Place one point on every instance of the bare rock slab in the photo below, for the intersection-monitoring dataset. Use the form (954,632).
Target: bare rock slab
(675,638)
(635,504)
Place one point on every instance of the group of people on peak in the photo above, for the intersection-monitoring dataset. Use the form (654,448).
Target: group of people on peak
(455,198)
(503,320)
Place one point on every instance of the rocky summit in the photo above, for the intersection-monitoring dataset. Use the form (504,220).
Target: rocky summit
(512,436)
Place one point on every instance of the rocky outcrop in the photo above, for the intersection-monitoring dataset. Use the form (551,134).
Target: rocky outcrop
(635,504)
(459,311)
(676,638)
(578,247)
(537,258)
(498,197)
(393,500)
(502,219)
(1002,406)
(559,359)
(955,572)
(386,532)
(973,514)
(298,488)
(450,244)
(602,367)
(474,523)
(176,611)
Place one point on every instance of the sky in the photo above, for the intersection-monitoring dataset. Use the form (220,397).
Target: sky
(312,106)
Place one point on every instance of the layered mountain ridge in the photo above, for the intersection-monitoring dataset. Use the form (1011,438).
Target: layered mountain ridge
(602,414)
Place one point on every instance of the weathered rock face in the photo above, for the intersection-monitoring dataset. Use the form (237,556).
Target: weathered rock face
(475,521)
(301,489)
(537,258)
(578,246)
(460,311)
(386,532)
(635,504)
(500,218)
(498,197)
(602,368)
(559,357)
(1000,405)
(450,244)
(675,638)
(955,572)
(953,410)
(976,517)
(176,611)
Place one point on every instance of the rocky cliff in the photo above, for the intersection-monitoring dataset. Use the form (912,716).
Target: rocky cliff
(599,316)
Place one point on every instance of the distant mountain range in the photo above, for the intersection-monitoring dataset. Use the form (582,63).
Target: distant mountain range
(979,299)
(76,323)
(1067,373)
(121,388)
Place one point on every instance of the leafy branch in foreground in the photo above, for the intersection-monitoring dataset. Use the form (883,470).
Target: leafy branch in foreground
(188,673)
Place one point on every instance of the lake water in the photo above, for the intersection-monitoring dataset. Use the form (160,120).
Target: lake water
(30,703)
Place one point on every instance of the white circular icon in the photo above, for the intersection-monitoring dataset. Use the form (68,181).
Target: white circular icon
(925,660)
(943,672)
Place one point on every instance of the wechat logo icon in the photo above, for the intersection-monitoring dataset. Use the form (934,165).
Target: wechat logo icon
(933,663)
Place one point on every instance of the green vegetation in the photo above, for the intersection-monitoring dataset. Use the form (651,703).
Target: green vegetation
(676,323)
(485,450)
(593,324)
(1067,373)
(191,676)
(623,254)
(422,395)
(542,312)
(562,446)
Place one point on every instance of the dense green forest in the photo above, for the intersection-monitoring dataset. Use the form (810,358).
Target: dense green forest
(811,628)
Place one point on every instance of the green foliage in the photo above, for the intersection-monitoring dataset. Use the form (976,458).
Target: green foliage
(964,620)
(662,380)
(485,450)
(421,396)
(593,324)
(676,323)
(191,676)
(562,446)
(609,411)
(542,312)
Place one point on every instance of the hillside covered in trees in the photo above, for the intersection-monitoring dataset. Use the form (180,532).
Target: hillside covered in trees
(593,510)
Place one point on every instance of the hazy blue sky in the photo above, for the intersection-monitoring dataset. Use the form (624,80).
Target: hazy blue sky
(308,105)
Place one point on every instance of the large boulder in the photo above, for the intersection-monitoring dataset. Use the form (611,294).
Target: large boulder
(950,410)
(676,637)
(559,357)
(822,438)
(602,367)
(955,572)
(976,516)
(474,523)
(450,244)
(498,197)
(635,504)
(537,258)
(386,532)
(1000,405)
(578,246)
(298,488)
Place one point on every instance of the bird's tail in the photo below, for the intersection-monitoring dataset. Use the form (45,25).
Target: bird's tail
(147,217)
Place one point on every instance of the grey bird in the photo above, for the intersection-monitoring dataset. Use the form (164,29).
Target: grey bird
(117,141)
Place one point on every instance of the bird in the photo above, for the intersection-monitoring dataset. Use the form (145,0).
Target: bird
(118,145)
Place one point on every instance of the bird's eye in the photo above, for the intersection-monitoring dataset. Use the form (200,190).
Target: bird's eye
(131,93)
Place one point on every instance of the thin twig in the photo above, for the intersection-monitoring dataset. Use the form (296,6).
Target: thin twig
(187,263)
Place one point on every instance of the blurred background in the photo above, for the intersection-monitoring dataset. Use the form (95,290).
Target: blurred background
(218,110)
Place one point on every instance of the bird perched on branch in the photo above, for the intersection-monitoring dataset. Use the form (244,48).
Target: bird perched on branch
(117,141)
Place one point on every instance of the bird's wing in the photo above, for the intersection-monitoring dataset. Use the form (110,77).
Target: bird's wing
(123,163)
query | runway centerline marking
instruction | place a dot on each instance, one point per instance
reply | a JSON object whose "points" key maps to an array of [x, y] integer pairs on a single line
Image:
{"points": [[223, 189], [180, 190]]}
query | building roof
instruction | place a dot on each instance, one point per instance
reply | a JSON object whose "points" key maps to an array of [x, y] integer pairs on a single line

== Task ==
Using the listing above, reproduce each line without omission.

== Solution for this exercise ==
Place one point on every instance of the bare rock slab in the photo below, for the intersection-monitoring dataset. Use the form (954,632).
Target: bare rock slab
(675,638)
(635,504)
Place one point on every instance of the group of people on peak in the photo above, for the intersection-monitoring dataset. Use the form (654,448).
Target: group of people on peak
(455,198)
(503,320)
Place one point on every instance of the rocky summit in the photo above, for the intersection-monitoring dataset. Use the form (504,220).
Target: rocky summit
(512,436)
Place one point on every instance of the rocky outcrop in the photo above, for the intersection-monitoring dataset. Use the form (551,134).
Target: rocky outcrop
(635,504)
(459,311)
(676,638)
(578,247)
(537,258)
(498,197)
(393,500)
(502,219)
(1002,406)
(559,359)
(955,572)
(386,532)
(973,514)
(298,488)
(450,244)
(602,367)
(474,523)
(176,611)
Place one point on every instance of the sky in the photo above, for the intersection-monitoring dataset. Use the form (220,397).
Target: sky
(312,106)
Place one point on every instance of the layered mountain ridge in the photo above, for the intersection-monitoring dataset. Use the form (1011,438).
Target: layered mountain ridge
(602,414)
Place one point on every instance of the weathered rock face in the photo above, for the intersection-monitoring dataset. Use the form (237,556).
Target: weathered rock face
(475,521)
(301,489)
(537,258)
(578,246)
(460,311)
(386,532)
(635,504)
(500,218)
(498,197)
(602,368)
(559,357)
(1000,405)
(450,244)
(675,638)
(955,572)
(953,410)
(976,517)
(176,611)
Place one point on every instance of the rocky cliff in the photo above, for the intersection-monitoring dataset. Use the form (912,716).
Target: rocky cliff
(599,316)
Place one point on every instance of the distant mountain range in the photo above, for the intersection-monitoring dataset. Use the form (582,63).
Target: distant mountain range
(979,299)
(76,323)
(1067,373)
(121,388)
Place one point on every instance of the leafy branch in foreground in the photo above, for the intersection-monitoring dataset. Use the form (883,470).
Target: leafy branch in foreground
(188,673)
Place one point on every instance of the lake water in the photo above, for the intersection-monitoring dataset. Use the form (160,120).
Target: lake water
(30,703)
Place one point on every instance of the white circular icon in the photo above, for the intersection-monitoring dataset. Use the form (68,181).
Target: white circular icon
(925,660)
(943,672)
Place one point on every instance of the wechat logo icon in the photo above, for the intersection-monitoring dataset. Use the form (934,165).
Target: wechat logo icon
(933,663)
Place one point on every instance of the green vegetation in the photo above, for the intersection-monitoring dataset. Use the form (651,703).
Target: green vegetation
(676,323)
(485,450)
(593,324)
(1067,373)
(191,676)
(623,254)
(422,395)
(542,312)
(562,446)
Place one point on every instance of the dense green forest in the photo above, for the intersection-monitoring dataset. Use the form (810,358).
Target: dense green forest
(811,628)
Place one point on every instance of the green foliage in the photo above, for the intersection-monitoring dataset. Use the form (976,458).
Target: green foliage
(964,620)
(662,380)
(485,450)
(421,396)
(593,324)
(676,323)
(191,676)
(562,446)
(609,411)
(542,312)
Place one point on every instance of the hillside covered in trees in the photo above, for the intersection-monitoring dataset. Use the form (180,532).
Target: hillside covered in trees
(593,510)
Place one point on every instance of the hazy blue sky in the photo above, for the intersection-monitoring dataset. Use the form (624,80).
Target: hazy blue sky
(308,105)
Place one point on every instance of the large boulder in the photo above, for the intersection-monitoring dataset. Use the form (611,294).
Target: large boulder
(950,410)
(676,637)
(559,357)
(822,438)
(602,367)
(955,572)
(976,516)
(474,523)
(450,244)
(498,197)
(635,504)
(537,258)
(386,532)
(1000,405)
(578,246)
(298,488)
Place one point on every instance of the bird's tail in the photo below, for the intersection-monitoring dataset. Use the form (45,25).
Target: bird's tail
(147,217)
Place one point on every instance of the grey bird in the photo above, for the intersection-monitoring dataset. Use the form (164,29).
Target: grey bird
(117,141)
Place one point on every instance of the bird in the photo above, for the intersection-monitoring dataset. Use the form (145,0).
Target: bird
(118,145)
Place one point on every instance of the bird's eye in the photo above, for the intersection-monitoring dataset. Use the form (200,190).
Target: bird's eye
(131,93)
Place one point on every instance of the thin twig in the photo above, for the intersection-monitoring dataset. Use the form (296,6).
Target: thin twig
(187,263)
Place one point on every instance of the blurred background in the photo above, for the intersection-monitoring dataset. Use the form (95,290).
Target: blurred background
(218,110)
Place one point on every instance of the bird perched on branch in the photo above, for the intersection-monitoring dataset. Use the form (244,48).
Target: bird perched on branch
(117,141)
Place one point on every instance of the bird's wing in the photo above, for the intersection-monitoring dataset. Use the form (110,77).
Target: bird's wing
(123,163)
query | runway centerline marking
instruction | place a dot on each instance, one point per instance
reply | a JSON object whose "points" key maps to an array of [x, y] integer pairs on a single line
Image:
{"points": [[223, 189], [180, 190]]}
query | building roof
instruction | place a dot on each instance, one point per instance
reply | a JSON object whose "points" key maps to an array of [x, y] integer pairs on a single line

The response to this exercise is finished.